Answer the following questions using the "Empty Years" blog post.
(a) How many years had the writer been married?
(b) Which poet did the writer choose to honor in the poem?
(c) What did that poet become famous for?

SOURCE =>
---------------

Empty Years

Hi, thanks for visiting my blog.  I hope you won’t mind if I “wax a little melancholy” for just a moment.  I’m certain this date has some significance to me, but I’m afraid I haven’t yet understood it fully.

I have been married for 27 years.  A few moments ago I signed the final decree of our divorce.  And I wonder, “What’s left of these 27 years?”  Besides my children, I can’t think of a single thing that was accomplished during those years.  They are lost, dried up like leaves in the fall, and blown away.

Following is the only emotions I have today……  of course, in rhyme……

P.S.  I apologize again for the lengthy monologue here….  Open Link night is not a good night to stretch the blog but it occurred to me after reading some thoughts left by friends that this poem probably needs a little introduction.  I chose to honor Rupert Brooke in this poem because he is a deeply emotional and lovely poet who died at the age of 27.  And the poem itself – although misleading – is really about what can be accomplished in a 27 year period….  It’s not about divorce, or sadness, or drugs or death.  I know that few readers today will know who Rupert is, however.  I only know of him because I am a staunch history and war buff.  Rupert became famous for his poems depicting WWI as he viewed it from the front lines.  So I thought more people would clue into the 27 year theme by adding Hendricks and Joplin, who more famously also died at the age of 27.  I admire them all greatly.  It is truly sad that artists have personalities that tend to overindulge everything in life, including drugs and alcohol when they travel that path.  But this poem does not celebrate their deaths.  It celebrates their lives and all they have given to the rest of us.    I hope you will please know that all my poems come from deep within my emotions.  What may seem sad to you is actually the color of my life…..  I am not sad.   Please, enjoy my poem for what it is.  It was not intended to be about the writer, but no piece of art is complete without the mark of it’s creator.  Every Picasso painting you ever see will have it’s roots in some of the deepest emotions probably endured by any human…..  The topic or subject of a piece of art is that which is depicted.  The emotions, feelings, visions, and senses of the artist are only what makes it unique…..

---------------

Data listing

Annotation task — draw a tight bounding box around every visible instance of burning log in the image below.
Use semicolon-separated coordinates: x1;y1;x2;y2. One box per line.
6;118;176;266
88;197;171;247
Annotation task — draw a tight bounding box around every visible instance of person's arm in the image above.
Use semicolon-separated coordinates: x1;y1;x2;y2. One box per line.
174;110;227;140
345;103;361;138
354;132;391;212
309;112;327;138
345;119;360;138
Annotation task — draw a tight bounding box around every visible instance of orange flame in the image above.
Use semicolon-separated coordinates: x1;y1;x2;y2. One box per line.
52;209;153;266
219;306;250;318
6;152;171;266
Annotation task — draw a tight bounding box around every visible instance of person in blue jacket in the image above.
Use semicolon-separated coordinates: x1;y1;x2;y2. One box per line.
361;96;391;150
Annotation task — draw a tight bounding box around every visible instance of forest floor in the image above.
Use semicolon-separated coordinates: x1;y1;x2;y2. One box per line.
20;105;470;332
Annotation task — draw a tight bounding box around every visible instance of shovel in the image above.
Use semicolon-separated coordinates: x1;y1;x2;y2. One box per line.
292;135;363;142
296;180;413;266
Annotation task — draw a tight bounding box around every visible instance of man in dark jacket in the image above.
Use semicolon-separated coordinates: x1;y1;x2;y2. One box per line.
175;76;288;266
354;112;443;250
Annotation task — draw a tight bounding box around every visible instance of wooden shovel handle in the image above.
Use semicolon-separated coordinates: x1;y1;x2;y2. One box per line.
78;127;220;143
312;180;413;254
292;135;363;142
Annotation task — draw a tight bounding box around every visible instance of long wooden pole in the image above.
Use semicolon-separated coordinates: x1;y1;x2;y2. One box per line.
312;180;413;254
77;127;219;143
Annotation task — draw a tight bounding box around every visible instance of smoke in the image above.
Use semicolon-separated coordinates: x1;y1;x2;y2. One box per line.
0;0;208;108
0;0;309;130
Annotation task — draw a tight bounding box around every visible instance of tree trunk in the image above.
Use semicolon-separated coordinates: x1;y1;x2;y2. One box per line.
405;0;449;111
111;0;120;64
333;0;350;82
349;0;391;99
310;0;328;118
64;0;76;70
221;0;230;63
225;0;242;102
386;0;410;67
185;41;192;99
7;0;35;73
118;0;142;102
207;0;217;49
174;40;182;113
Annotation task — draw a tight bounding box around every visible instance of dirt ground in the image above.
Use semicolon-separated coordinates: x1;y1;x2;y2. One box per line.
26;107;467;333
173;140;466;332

---------------

THE RESPONSE =>
(a) 27 years.
(b) Rupert Brooke.
(c) His poems depicting WWI as he viewed it from the front lines.